— BRANO FORNITO —

##########

Il magistrato della Direzione distrettuale antimafia di Milano ha raccontato le indagini condotte contro l'organizzazione e, in particolare, quelle che hanno portato alcune donne a collaborare con lo Stato

ITEP Galileo Galilei Laveno

Si è tenuto all’ITEP Galileo Galilei di Laveno Mombello l’evento dal titolo “Racconti di ‘Ndrangheta: tra economia e intrecci familiari, che ha ospitato l’intervento di Alessandra Cerreti, pubblico ministero presso la Direzione distrettuale antimafia di Milano, interloquire con le autorità e soprattutto rispondere alle domande degli studenti delle scuole medie e superiori della zona.

Il tema della ‘ndrangheta rientra nella lotta alla criminalità organizzata, anti-Stato.  L’esperienza di Alessandra Cerreti si concentra tra Reggio Calabria e Milano,  indagando, in modo particolare, sul ruolo della donna nella criminalità organizzata.

Il magistrato ha fatto un excursus storico sulla presenza di questa organizzazione: «Ricordiamo i sequestri di persona (molti dei quali effettuati in Lombardia), quando le famiglie pagavano dei riscatti per rivedere i propri cari – esordisce Cerreti – . Ora quel business non esiste più e la droga si è rivelata una delle maggiori finti di reddito dell’organizzazione con il porto di Gioia Tauro come luogo privilegiato per lo smistamento di cocaina. Lì passano circa 1000 chili di polvere bianca a settimana».

La ‘ndrangheta ha accumulato enormi capitali grazie alla droga e deve trovare il modo di riciclare i propri soldi. La lombardia si è rivelata interessante per i mafiosi. Dopo aver sottolineato le diverse strutture delle mafie nel nostro Paese, la Cerreti si è soffermata sulla ‘ndrangheta, dove la cosca mafiosa coincide con la famiglia naturale e dove la donna non conta nulla e viene trattata come nel medioevo, al punto che le viene scelto anche il marito. Questi legami famigliari e di sangue vengono trasmessi alle generazioni successive e spesso è la mamma che insegna ai figli a diventare mafiosi sin da piccoli «anche attraverso i canti di ‘ndrangheta, canzoni che inneggiano alla mafia e che parlano di coltelli e pistole per vendicarsi, promuovendo un’idea di violenza e morte. Le donne sono capaci di uccidere mariti, figli e sanno essere spietate, più cattive degli uomini».

«Le donne, nelle famiglie di ‘ndrangheta, spesso si ritrovano a fare da messaggere tra i parenti detenuti e gli affiliati all’esterno, le così dette “ambasciate mafiose”. La loro è una partecipazione all’attività mafiosa vera e propria – continua Cerreti -. A volte si rivelavano pericolose, violente. Altre donne, invece, mostrano la volontà di scappare con i figli piccoli. La regola della ‘Ndrangheta è che se una donna tradisce va uccisa». La magistrata ha raccontato la storia della prima donna di ‘ndrangheta che ha deciso di collaborare. Si tratta di Giuseppina Pesce, che ha visto nella collaborazione l’unico modo per rendere liberi i suoi figli chiedendo aiuto allo Stato. Per questo ha fornito dichiarazioni contro sua madre, suo padre, i fratelli e le sorelle.

##########

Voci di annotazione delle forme

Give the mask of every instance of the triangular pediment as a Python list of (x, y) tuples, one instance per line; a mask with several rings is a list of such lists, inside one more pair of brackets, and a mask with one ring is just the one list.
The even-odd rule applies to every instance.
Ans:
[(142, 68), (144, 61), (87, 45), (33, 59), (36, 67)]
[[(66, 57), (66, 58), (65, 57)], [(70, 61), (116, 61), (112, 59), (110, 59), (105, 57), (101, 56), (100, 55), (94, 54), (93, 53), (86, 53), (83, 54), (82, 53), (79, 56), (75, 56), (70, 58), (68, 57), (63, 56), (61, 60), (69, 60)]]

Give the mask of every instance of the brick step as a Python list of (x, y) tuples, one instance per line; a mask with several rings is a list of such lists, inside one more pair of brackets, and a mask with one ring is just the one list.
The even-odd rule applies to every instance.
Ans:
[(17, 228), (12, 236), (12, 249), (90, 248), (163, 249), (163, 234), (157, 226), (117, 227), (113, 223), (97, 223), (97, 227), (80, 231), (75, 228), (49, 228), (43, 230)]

##########

— OBIETTIVI —
A: Riproduci il brano sulla 'ndrangheta partendo da "Il magistrato della" e proseguendo fino a "nella criminalità organizzata.".
B: Indica se ognuna di queste affermazioni concorda con il brano sulla 'ndrangheta. Rispondi sì o no e cita le parole del brano che lo stabiliscono: (i) Alessandra Cerreti è pubblico ministero presso la Direzione distrettuale antimafia di Milano; (ii) dal porto di Gioia Tauro passano circa 100 chili di cocaina al mese; (iii) Giuseppina Pesce ha fatto dichiarazioni contro sua madre e suo padre.
C: Prosegui il brano sulla 'ndrangheta dopo l'ultima frase riportata.
Questi record provengono da una fonte diversa dal brano.

— RISPOSTE PER COMPITO —
A:
Il magistrato della Direzione distrettuale antimafia di Milano ha raccontato le indagini condotte contro l'organizzazione e, in particolare, quelle che hanno portato alcune donne a collaborare con lo Stato

ITEP Galileo Galilei Laveno

Si è tenuto all’ITEP Galileo Galilei di Laveno Mombello l’evento dal titolo “Racconti di ‘Ndrangheta: tra economia e intrecci familiari, che ha ospitato l’intervento di Alessandra Cerreti, pubblico ministero presso la Direzione distrettuale antimafia di Milano, interloquire con le autorità e soprattutto rispondere alle domande degli studenti delle scuole medie e superiori della zona.

Il tema della ‘ndrangheta rientra nella lotta alla criminalità organizzata, anti-Stato.  L’esperienza di Alessandra Cerreti si concentra tra Reggio Calabria e Milano,  indagando, in modo particolare, sul ruolo della donna nella criminalità organizzata.

B:
(i) Sì: "Alessandra Cerreti, pubblico ministero presso la Direzione distrettuale antimafia di Milano"
(ii) No: "Lì passano circa 1000 chili di polvere bianca a settimana"
(iii) Sì: "ha fornito dichiarazioni contro sua madre, suo padre, i fratelli e le sorelle"

C:
La pm ha raccontato che quella di Pesce è una storia a lieto fine, ma «non dimentichiamoci che la ‘ndrangheta uccide le donne in maniera cruenta, simulandone il suicidio con l’acido muriatico. Per far fronte a queste tragedie è stato creato il protocollo “Liberi di scegliere”, per aiutare le donne e i bambini della mafia a lasciare questa strada e grazie ad esso, dal 2012, 80 persone sono state tolte dalla criminalità organizzata».

Ma cosa possiamo fare, noi? Il consiglio di Cerreti, prendendo atto del fatto che la mafia sta contaminando anche il nostro territorio, «è quello di non stringere certe mani. A Reggio Calabria i clan pensavano che se la gente si ribellava loro sarebbero finiti. Poco tempo fa a Busto Arsizio 5 vigliacchi in branco hanno ammazzato di botte un anziano e il capo locale della ‘ndrangheta si è arrabbiato per la brutta figura che fa se si perde il consenso sociale».

Da tener presente per i giovani molto bene il traffico di droga: se compro uno spinello da 5 euro stiamo finanziando la mafia. Le mafie prosperano, generalmente, dove lo Stato è più carente. Ma anche al nord, dove lo Stato è presente, i cittadini cercano la mafia: «Ci sono imprenditori che pagano e vogliono l’appoggio dei mafiosi. Il nord ha spalancato le porte alle mafie e in tanti anni solo un imprenditore ha denunciato un mafioso, circa due anni fa, perché gli aveva imposto di aprire un parcheggio in zona Malpensa insieme a lui. Quando ha rifiutato, ha subito minacce e intimidazioni come l’uccisione del suo cane e colpi di arma da fuoco fuori casa – racconta la PM -. E alla fine l’imprenditore non ha aperto il parcheggio».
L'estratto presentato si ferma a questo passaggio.